◆ RECORDS FOR THIS TASK
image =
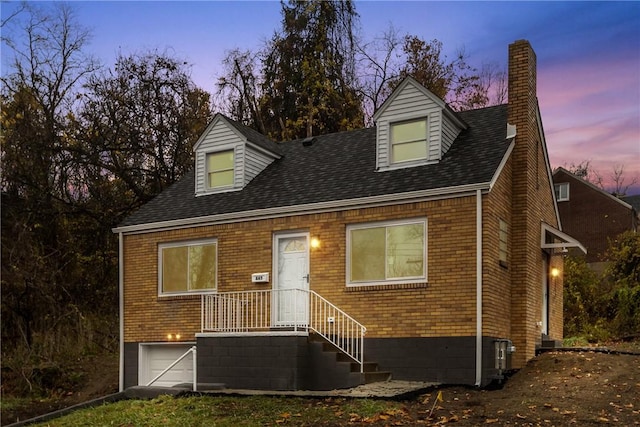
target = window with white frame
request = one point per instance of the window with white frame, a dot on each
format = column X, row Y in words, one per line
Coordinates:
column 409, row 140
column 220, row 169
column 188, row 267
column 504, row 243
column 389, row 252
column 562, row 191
...
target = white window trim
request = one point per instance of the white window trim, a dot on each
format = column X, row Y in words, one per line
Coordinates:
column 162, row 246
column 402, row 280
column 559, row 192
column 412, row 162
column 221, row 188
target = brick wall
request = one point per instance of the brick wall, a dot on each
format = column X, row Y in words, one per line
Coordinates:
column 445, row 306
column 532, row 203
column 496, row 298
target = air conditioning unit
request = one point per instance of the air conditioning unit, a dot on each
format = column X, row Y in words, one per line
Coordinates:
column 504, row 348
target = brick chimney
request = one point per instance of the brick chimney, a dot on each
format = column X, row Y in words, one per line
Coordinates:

◆ TASK OBJECTIVE
Above are the records; transcribe the lines starting at the one containing "target = brick wall" and ending at the one containing "column 496, row 298", both included.

◆ SOLUTION BELOW
target = brick wall
request = one point per instance of the brick wall, a dot on each
format = column X, row Y in words, one per line
Coordinates:
column 445, row 306
column 532, row 203
column 496, row 298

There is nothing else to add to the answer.